Dataset entries:
____________________
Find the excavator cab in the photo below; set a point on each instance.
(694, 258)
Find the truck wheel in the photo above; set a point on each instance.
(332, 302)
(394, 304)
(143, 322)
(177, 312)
____________________
Would you copy out all the entries above without changing a single character?

WRITTEN SOLUTION ▸
Find the excavator cab in the photo below; set a point on each instance.
(694, 258)
Find the truck wheel in the photo above; set a point on each instance.
(332, 302)
(394, 304)
(143, 322)
(177, 312)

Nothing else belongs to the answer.